依頼 1
リストの「snow covered rock」を含む行から「find: bare tree」を含む行までを、「dirt road」を「gravel road」に置き換えて更新し、ほかは変えずにもう一度示してください。

多次元配列NArrayの機能を利用すれば、ワーシャル–フロイド法の3重ループのうち内側2つを書かなくてよくなる。Rubyレベルの記述が減ることで計算速度も向上する。
(AtCoderのコンテストでスラスラ書けず、NArray不使用で提出してTLEに苦しんだので、きちんと纏めておくことにした。)
コード
# n頂点m辺の重み付き有向グラフを標準入力から読み込み
n, m = gets.split.map!(&:to_i)
edges = Array.new(m) { gets.split.map!(&:to_i) }
# 隣接行列を作成
d = Numo::Int64.new(n, n).fill(Numo::Int64::MAX >> 1)
d.diagonal[true] = 0
edges.each do |i, j, dist|
d[i, j] = dist if d[i, j] > dist
end
# ワーシャル–フロイド法
n.times do |k|
d_via_k = d[true, k..k] + d[k..k, true]
d = Numo::Int64.minimum(d, d_via_k)
end
# 結果(全ペアの最短経路)を出力
p d
入出力のサンプル
Wikipedia英語版の例を拝借する。(頂点の添字は0始まりに変更)
input
4 5
0 2 -2
1 0 4
1 2 3
2 3 2
3 1 -1
output
Numo::Int64#shape=[4,4]
[[0, -1, -2, 0],
[4, 0, 2, 4],
[5, 1, 0, 2],
[3, -1, 1, 0]]
変形のメモ
ワーシャル–フロイド法の3重ループをふつうに書けばこうなる。

処理対象データ
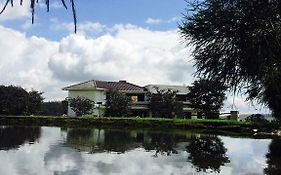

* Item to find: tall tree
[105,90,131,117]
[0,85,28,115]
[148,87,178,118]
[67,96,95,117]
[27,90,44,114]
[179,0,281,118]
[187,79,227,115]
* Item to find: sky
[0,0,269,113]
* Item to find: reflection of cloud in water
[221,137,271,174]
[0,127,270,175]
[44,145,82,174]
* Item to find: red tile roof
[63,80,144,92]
---
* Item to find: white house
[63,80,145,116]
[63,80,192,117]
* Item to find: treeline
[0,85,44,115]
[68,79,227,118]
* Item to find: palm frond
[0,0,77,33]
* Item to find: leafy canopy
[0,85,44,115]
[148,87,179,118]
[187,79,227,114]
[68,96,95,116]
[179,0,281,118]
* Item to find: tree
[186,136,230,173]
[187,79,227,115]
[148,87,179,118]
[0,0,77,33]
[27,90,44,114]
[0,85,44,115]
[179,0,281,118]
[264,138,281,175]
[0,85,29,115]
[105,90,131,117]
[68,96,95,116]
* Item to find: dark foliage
---
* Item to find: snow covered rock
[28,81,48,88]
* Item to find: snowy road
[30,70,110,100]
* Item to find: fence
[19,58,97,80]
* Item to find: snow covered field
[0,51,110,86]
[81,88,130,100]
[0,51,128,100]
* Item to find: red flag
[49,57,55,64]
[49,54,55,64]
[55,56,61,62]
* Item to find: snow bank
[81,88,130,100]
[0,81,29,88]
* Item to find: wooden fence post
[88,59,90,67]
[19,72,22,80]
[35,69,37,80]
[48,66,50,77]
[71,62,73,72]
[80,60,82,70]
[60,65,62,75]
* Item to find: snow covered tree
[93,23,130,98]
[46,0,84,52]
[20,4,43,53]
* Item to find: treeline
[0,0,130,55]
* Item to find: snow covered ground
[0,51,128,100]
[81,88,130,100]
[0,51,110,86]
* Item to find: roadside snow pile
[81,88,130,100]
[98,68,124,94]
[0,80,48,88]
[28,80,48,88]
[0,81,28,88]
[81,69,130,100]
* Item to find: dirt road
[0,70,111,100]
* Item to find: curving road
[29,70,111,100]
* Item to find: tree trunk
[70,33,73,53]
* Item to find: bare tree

依頼 2
抜粋の「多次元配列NArrayの機能を利用すれば」で始まる段落を、主な事実を残して短く書き直せ。

正しい出力 1
* Item to find: snow covered rock
[28,81,48,88]
* Item to find: snowy road
[30,70,110,100]
* Item to find: fence
[19,58,97,80]
* Item to find: snow covered field
[0,51,110,86]
[81,88,130,100]
[0,51,128,100]
* Item to find: red flag
[49,57,55,64]
[49,54,55,64]
[55,56,61,62]
* Item to find: snow bank
[81,88,130,100]
[0,81,29,88]
* Item to find: wooden fence post
[88,59,90,67]
[19,72,22,80]
[35,69,37,80]
[48,66,50,77]
[71,62,73,72]
[80,60,82,70]
[60,65,62,75]
* Item to find: snow covered tree
[93,23,130,98]
[46,0,84,52]
[20,4,43,53]
* Item to find: treeline
[0,0,130,55]
* Item to find: snow covered ground
[0,51,128,100]
[81,88,130,100]
[0,51,110,86]
* Item to find: roadside snow pile
[81,88,130,100]
[98,68,124,94]
[0,80,48,88]
[28,80,48,88]
[0,81,28,88]
[81,69,130,100]
* Item to find: gravel road
[0,70,111,100]
* Item to find: curving road
[29,70,111,100]
* Item to find: tree trunk
[70,33,73,53]
* Item to find: bare tree

正しい出力 2
NArrayの多次元配列機能を使えば、ワーシャル–フロイド法の3重ループの内側2つを省け、Rubyレベルの記述が減るので計算も速くなる。